• TEXT SEGMENT
# Module 12 Challenge
## Deliverable 1: Scrape Titles and Preview Text from Mars News

In [2]:
# Import Splinter and BeautifulSoup
from splinter import Browser
from bs4 import BeautifulSoup as soup
from webdriver_manager.chrome import ChromeDriverManager

In [3]:
executable_path = {'executable_path': ChromeDriverManager().install()}
browser = Browser('chrome', **executable_path, headless=False)

### Step 1: Visit the Website

1. Use automated browsing to visit the [Mars NASA news site](https://redplanetscience.com). Inspect the page to identify which elements to scrape.

      > **Hint** To identify which elements to scrape, you might want to inspect the page by using Chrome DevTools.

In [4]:
# Visit the Mars NASA news site: https://redplanetscience.com
browser.visit("https://redplanetscience.com")

• EXERCISE A
Reproduce a passage from the scraping notebook above, beginning at the words "# Module 12" and stopping after the words "Browser('chrome', **executable_path, headless=False)".
• EXERCISE B
List every name that the scraping notebook above brings in through a "from ... import" statement, and give the module each one comes from.

• DATA SECTION
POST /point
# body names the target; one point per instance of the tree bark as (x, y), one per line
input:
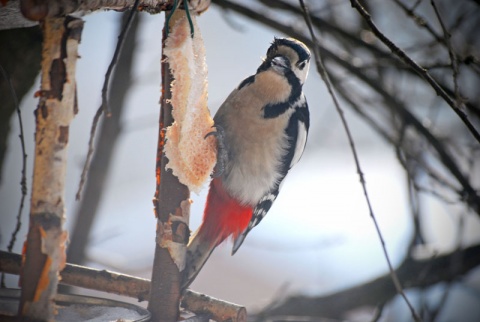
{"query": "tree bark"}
(45, 246)
(172, 209)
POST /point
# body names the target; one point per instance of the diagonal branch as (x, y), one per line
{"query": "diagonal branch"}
(420, 70)
(323, 72)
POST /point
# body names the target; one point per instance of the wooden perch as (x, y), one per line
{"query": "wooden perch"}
(45, 246)
(135, 287)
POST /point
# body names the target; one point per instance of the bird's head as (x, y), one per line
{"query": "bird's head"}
(288, 54)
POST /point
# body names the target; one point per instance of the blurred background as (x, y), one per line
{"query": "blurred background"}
(420, 162)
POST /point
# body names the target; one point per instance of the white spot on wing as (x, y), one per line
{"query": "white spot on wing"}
(300, 144)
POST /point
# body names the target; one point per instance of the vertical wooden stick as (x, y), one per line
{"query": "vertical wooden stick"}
(172, 208)
(44, 255)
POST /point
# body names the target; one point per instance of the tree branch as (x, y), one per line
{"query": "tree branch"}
(412, 273)
(135, 287)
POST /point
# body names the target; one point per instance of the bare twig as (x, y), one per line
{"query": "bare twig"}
(23, 180)
(104, 107)
(451, 53)
(131, 286)
(420, 70)
(322, 71)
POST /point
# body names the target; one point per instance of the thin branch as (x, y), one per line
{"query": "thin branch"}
(451, 53)
(416, 273)
(23, 180)
(131, 286)
(420, 70)
(104, 107)
(322, 71)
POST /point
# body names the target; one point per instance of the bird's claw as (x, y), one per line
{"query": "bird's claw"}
(222, 154)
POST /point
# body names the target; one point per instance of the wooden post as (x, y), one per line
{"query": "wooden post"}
(44, 251)
(172, 208)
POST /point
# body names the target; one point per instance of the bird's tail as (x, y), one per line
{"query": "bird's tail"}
(223, 217)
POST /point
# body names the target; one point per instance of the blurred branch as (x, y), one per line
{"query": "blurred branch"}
(131, 286)
(420, 70)
(323, 72)
(104, 107)
(39, 10)
(23, 180)
(108, 136)
(21, 60)
(467, 192)
(413, 273)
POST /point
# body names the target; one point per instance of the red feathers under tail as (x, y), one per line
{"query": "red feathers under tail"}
(223, 216)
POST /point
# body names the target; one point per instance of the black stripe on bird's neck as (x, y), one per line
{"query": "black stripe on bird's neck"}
(277, 109)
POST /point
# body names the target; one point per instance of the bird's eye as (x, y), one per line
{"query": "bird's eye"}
(301, 65)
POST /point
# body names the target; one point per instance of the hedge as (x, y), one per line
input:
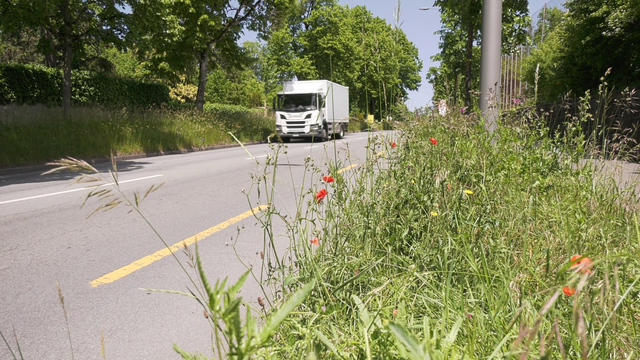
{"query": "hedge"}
(34, 84)
(226, 111)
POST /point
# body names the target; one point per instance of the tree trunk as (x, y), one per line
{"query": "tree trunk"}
(68, 58)
(265, 105)
(467, 79)
(50, 52)
(455, 90)
(203, 59)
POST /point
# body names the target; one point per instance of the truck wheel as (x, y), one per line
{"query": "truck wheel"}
(325, 135)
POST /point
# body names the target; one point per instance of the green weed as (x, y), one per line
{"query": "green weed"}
(37, 134)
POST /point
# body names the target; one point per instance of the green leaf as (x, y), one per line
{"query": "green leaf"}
(409, 340)
(274, 321)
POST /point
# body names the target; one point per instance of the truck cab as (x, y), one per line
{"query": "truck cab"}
(303, 110)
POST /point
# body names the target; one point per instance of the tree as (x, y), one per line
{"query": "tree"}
(68, 24)
(180, 33)
(548, 21)
(351, 47)
(460, 35)
(597, 35)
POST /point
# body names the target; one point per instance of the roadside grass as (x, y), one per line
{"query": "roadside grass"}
(443, 244)
(460, 249)
(37, 134)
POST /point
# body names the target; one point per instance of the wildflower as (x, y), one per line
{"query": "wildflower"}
(568, 291)
(320, 195)
(328, 179)
(583, 265)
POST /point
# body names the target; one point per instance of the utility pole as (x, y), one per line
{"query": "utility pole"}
(490, 63)
(544, 15)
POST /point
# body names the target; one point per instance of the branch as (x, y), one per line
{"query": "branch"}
(236, 20)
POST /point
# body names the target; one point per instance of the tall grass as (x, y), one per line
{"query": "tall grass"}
(460, 249)
(37, 134)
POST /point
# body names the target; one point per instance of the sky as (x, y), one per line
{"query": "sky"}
(420, 27)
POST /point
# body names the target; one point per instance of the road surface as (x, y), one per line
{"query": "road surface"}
(104, 262)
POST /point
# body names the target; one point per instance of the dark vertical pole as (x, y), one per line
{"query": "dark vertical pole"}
(490, 62)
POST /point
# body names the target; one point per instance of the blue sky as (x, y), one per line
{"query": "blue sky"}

• CORRECT RESULT A
# Module 12 Challenge
## Deliverable 1: Scrape Titles and Preview Text from Mars News

In [2]:
# Import Splinter and BeautifulSoup
from splinter import Browser
from bs4 import BeautifulSoup as soup
from webdriver_manager.chrome import ChromeDriverManager

In [3]:
executable_path = {'executable_path': ChromeDriverManager().install()}
browser = Browser('chrome', **executable_path, headless=False)

• CORRECT RESULT B
- Browser, from splinter
- BeautifulSoup (imported as soup), from bs4
- ChromeDriverManager, from webdriver_manager.chrome